> Task details:
Apart from the pictures, every entry must be retyped exactly.

> Exercise materials:
====
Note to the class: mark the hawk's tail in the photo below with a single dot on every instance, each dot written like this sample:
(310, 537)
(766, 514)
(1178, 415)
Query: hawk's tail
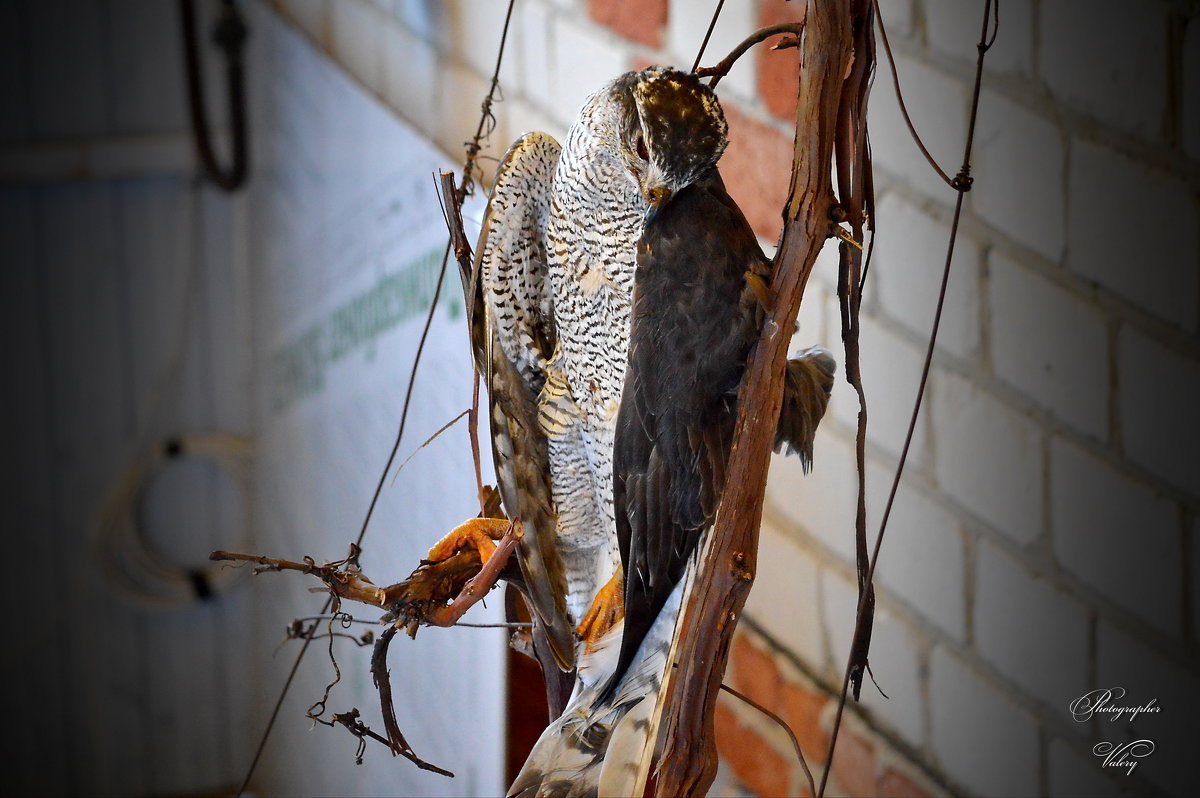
====
> Exercise output:
Note to the class: mark the hawk's tail in the photo below with a single dot on every instance, each dot written like this sample:
(310, 537)
(766, 514)
(1178, 415)
Query: hawk's tail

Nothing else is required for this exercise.